• ENTRIES PROVIDED
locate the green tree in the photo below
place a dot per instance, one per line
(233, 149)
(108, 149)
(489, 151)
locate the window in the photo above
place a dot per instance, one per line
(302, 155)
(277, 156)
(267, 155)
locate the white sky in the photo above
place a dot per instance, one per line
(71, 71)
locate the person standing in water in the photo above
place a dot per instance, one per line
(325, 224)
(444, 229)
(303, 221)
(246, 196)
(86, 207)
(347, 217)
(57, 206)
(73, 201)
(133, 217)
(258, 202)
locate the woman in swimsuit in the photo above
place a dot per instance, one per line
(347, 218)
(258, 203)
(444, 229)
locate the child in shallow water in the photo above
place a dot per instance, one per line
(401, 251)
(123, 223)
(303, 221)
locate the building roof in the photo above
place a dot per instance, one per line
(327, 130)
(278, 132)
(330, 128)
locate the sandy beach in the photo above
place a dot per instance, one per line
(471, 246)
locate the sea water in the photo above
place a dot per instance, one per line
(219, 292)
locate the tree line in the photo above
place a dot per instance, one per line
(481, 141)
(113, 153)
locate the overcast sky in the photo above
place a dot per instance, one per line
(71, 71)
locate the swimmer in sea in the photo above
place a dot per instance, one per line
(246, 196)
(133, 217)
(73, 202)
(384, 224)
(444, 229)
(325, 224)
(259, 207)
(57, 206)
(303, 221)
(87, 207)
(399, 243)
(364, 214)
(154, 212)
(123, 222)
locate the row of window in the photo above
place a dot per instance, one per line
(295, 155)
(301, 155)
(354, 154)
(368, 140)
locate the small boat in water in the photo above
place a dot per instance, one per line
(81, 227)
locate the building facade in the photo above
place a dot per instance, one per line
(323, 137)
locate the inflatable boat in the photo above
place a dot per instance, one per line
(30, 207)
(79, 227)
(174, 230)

• DO THIS
Write out all the items above again, swapping every "locate" for "find" and leaving everything else as it is.

• THE RESULT
find the green tree in the photo below
place a dot per instance, one per line
(233, 149)
(108, 149)
(489, 151)
find the window in the photo above
place a dot per instance, one per line
(302, 155)
(277, 156)
(267, 155)
find the white sky in the photo above
place a dot per instance, one per line
(71, 71)
find the person standing in water in the photo above
place a dot per instance, one per line
(325, 224)
(444, 229)
(303, 221)
(246, 196)
(86, 207)
(347, 217)
(57, 206)
(73, 201)
(133, 217)
(258, 202)
find the woman in swimsuit in the photo above
place a dot per instance, one per line
(347, 218)
(258, 203)
(444, 229)
find the child in shallow water in the photo above
place a dot per instance, one per line
(401, 251)
(123, 223)
(303, 221)
find the building roof in the photo above
place a dot per instance, one per line
(327, 130)
(278, 132)
(330, 128)
find the sandy beach in the photo above
place a dot per instance, one per line
(471, 246)
find the sea water in the photo above
place a dot per instance, one per line
(219, 292)
find the tree line in the photo above
place a dot per instance, one per line
(481, 141)
(113, 153)
find the overcast sky in the photo above
place a dot per instance, one per line
(71, 71)
find the swimmer in sea in the photo above
place a dot per instance, one per line
(246, 196)
(133, 217)
(73, 202)
(384, 224)
(444, 229)
(325, 224)
(259, 207)
(57, 206)
(303, 221)
(87, 207)
(399, 243)
(364, 214)
(154, 212)
(123, 222)
find the row of window in the photo above
place a dot per instance, one per line
(295, 155)
(301, 155)
(354, 154)
(368, 140)
find the small boat in water in the photo above
place a dot per instance, one per line
(81, 227)
find the building facade in the photo above
place a dot per instance, one per line
(323, 137)
find the inflatable boat in the photo above
place a dot per instance, one per line
(30, 207)
(79, 227)
(174, 230)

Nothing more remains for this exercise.